* **GIVEN TASK**: Repeat every line of the material below verbatim, with nothing changed, added, or left out.
= = = = = = =
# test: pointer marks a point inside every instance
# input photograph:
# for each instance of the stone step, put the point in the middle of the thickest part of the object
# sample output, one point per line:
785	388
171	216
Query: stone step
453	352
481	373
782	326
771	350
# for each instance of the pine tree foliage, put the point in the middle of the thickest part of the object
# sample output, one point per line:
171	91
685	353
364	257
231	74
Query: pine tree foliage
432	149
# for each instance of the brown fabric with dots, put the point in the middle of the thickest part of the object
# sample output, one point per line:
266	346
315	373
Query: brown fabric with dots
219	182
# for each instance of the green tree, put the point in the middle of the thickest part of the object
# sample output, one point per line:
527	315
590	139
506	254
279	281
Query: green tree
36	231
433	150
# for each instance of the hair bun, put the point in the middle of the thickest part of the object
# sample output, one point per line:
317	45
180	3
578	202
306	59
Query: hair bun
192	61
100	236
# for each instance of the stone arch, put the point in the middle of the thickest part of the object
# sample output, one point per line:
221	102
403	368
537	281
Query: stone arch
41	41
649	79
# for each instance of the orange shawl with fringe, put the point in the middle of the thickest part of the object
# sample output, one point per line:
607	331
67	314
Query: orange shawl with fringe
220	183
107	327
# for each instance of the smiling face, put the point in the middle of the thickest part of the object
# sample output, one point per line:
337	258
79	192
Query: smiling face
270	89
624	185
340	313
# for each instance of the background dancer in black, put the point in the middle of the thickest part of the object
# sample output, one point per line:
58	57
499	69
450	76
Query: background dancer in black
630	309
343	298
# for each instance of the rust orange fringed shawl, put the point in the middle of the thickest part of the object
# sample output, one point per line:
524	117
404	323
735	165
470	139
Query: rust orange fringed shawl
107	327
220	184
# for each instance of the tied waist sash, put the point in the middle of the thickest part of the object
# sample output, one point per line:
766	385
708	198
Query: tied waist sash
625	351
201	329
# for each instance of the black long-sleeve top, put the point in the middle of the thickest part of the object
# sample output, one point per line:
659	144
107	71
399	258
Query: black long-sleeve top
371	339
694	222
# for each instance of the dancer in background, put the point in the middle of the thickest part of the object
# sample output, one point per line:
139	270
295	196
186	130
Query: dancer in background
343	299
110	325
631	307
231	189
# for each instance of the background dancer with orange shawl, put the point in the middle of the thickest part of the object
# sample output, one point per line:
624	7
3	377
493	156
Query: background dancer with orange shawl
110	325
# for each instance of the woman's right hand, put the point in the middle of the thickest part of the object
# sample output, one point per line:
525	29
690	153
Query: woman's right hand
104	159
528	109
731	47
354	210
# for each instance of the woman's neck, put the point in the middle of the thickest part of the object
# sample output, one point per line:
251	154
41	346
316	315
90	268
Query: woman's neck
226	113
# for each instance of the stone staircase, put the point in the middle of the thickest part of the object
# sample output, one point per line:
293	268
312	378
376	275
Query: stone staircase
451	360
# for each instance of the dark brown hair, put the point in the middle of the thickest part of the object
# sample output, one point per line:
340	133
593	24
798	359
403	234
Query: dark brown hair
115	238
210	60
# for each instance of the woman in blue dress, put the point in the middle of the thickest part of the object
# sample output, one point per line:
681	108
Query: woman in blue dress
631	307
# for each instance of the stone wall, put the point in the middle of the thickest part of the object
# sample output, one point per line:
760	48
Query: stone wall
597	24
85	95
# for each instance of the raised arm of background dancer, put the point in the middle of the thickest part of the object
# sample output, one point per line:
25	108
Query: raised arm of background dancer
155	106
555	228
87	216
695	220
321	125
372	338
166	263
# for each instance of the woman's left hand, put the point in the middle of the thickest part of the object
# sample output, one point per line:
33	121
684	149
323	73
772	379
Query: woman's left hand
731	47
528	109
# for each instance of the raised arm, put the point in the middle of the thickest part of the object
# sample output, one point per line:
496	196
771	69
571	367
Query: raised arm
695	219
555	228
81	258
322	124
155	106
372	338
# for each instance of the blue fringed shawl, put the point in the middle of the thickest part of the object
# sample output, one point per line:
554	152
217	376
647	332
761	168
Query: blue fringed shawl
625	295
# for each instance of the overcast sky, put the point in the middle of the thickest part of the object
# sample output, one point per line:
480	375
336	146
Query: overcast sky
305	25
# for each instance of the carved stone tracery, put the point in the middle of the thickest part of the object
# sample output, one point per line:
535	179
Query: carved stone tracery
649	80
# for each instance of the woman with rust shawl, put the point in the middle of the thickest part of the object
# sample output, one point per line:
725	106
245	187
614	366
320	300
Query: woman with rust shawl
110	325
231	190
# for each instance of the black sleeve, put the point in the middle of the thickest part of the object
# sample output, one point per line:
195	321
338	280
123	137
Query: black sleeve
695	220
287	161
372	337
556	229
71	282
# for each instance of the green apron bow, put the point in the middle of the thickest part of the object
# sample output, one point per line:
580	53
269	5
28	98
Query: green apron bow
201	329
= = = = = = =
* **FULL OUTPUT**:
# test: pointer marks a point inside every instance
# input photograph:
# for each instance of the stone step, put the point in the middle of the thickest part of the object
# sample output, one point per line:
785	388
171	216
Query: stone step
453	352
481	373
782	326
771	350
# for each instance of the pine tree foliage, put the point in the middle of the thickest part of the object
# sample output, one point per line:
171	91
685	353
364	257
231	74
Query: pine tree foliage
432	149
# for each instance of the brown fabric with dots, put the point in the middle of the thickest part of the object
# sample output, one point per line:
266	346
315	373
Query: brown fabric with dots
219	182
# for each instance of the green tree, put the point in the middle of the thickest part of the object
# sample output, one point per line:
527	315
590	139
506	254
279	281
Query: green tree
36	231
433	150
# for each instance of the hair bun, put the point in the middle of the thickest part of the object
# sample output, one point per line:
317	45
180	3
578	202
306	59
Query: hair bun
192	61
100	236
# for each instance of the stone arch, put the point in the middle of the thickest part of the object
# sample output, one point per line:
221	102
403	368
537	281
Query: stone arch
41	41
649	79
# for each instance of the orange shawl with fringe, put the point in the middle of the thickest part of the object
# sample output, one point per line:
607	331
67	314
Query: orange shawl with fringe
220	183
107	327
# for each instance of the smiling face, put the point in the middle of the thickest part of the object
# sample output, one point per line:
337	258
79	192
Query: smiling face
270	89
624	185
340	313
# for each instance of the background dancer in black, put the point in the middle of the thickest part of the object
# sample output, one point per line:
58	57
499	69
450	76
Query: background dancer in black
630	309
343	298
# for each instance of the rust orange fringed shawl, put the point in the middle of the thickest part of the object
# sample output, one point per line:
524	117
404	323
735	165
470	139
Query: rust orange fringed shawl
107	327
220	184
# for each instance of the tied waist sash, put the point in the middle of the thickest part of the object
# sample output, one point per line:
766	385
708	198
Query: tied waist sash
625	351
201	329
# for each instance of the black long-sleeve top, put the point in the middle of the thickest part of the object
# sample output, one point per line:
659	144
107	71
399	258
Query: black long-sleeve top
371	339
694	222
# for each instance of the dancer in background, put the point in the middle of the thickest part of the object
# sample output, one point per line:
139	270
295	196
186	130
Query: dancer in background
343	299
110	325
631	307
231	189
# for each instance of the background dancer with orange shawl, put the point in the middle of the thickest part of the object
# sample output, one point per line:
624	7
3	377
493	156
Query: background dancer with orange shawl
110	325
# for each instance of the woman's right hand, put the point in the middle of the thickest part of the object
# sample output, one point per line:
525	29
690	153
Query: woman's right hand
104	159
528	109
731	47
354	210
# for each instance of the woman's neck, put the point in the middle of the thickest part of the object
# sample output, one point per line:
251	154
41	346
316	315
90	268
Query: woman's neck
226	113
# for each instance of the stone staircase, put the point in the middle of the thickest part of the object
# sample output, one point per line:
293	268
312	378
376	275
Query: stone staircase
451	360
# for each instance of the dark brown hair, put the point in the middle of the thickest part of the object
# sample output, one point per line:
340	133
593	24
798	359
403	234
Query: dark brown hair
115	238
210	60
# for each instance of the woman in blue dress, put the point in the middle of the thickest part of the object
# sample output, one point per line:
681	108
Query: woman in blue dress
631	307
# for each instance of the stone wall, put the point in the middle of the thickest part of the object
# sample output, one point per line:
760	48
Query: stone wall
597	24
85	95
# for each instance of the raised arm of background dancer, put the point in the middle of the thickest part of the object
# sample output, one point per line:
25	108
Query: raised arm of background dancer
155	106
555	228
87	216
695	220
321	125
372	338
166	263
# for each instance of the woman's left hand, put the point in the middle of the thickest part of the object
# sample output, one point per line:
33	121
684	149
323	73
772	379
Query: woman's left hand
731	47
528	109
# for each instance of the raised arm, put the point in the middle of the thickest part of the object
# sample output, one point per line:
496	196
771	69
571	367
Query: raised arm
695	219
555	228
81	258
322	124
155	106
372	338
# for each instance of the blue fringed shawl, put the point in the middle of the thickest part of the object
# sample output, one point per line:
554	152
217	376
647	332
761	168
Query: blue fringed shawl
625	295
# for each instance of the overcast sky, put the point in the middle of the thickest part of the object
# sample output, one point per line:
480	375
336	146
Query: overcast sky
305	25
# for each instance of the carved stone tracery, put the point in the middle of the thickest part of the object
# sample output, one point per line:
535	179
Query: carved stone tracery
649	80
# for each instance of the woman with rust shawl, put the point in the middle of the thickest part of the object
# sample output, one point per line:
725	106
245	187
614	366
320	300
Query: woman with rust shawl
110	325
231	190
# for each instance of the black sleeve, put the point in the middle of the thickest part of the object
# sample output, one point per line:
195	321
338	280
123	137
Query: black sleeve
695	220
287	161
372	337
556	229
71	282
# for each instance of the green apron bow, put the point in the middle of the thickest part of the object
# sample output, one point per line:
580	53
269	5
28	98
Query: green apron bow
201	329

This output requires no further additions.